-------- GIVEN INFORMATION

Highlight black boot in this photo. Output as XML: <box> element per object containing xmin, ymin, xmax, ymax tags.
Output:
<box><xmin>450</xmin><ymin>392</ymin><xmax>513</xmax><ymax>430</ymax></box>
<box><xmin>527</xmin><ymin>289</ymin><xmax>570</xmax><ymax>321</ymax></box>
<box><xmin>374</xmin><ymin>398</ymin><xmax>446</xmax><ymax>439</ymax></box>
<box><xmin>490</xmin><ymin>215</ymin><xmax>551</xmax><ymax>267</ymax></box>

----------------

#### AIM
Lay out these rows as a numbered list, with blank lines left out.

#### ANSWER BELOW
1. Highlight black boot in this photo. Output as XML: <box> element per object containing xmin, ymin, xmax, ymax tags.
2. Output:
3. <box><xmin>450</xmin><ymin>392</ymin><xmax>513</xmax><ymax>430</ymax></box>
4. <box><xmin>527</xmin><ymin>289</ymin><xmax>570</xmax><ymax>321</ymax></box>
5. <box><xmin>374</xmin><ymin>398</ymin><xmax>446</xmax><ymax>439</ymax></box>
6. <box><xmin>490</xmin><ymin>215</ymin><xmax>551</xmax><ymax>267</ymax></box>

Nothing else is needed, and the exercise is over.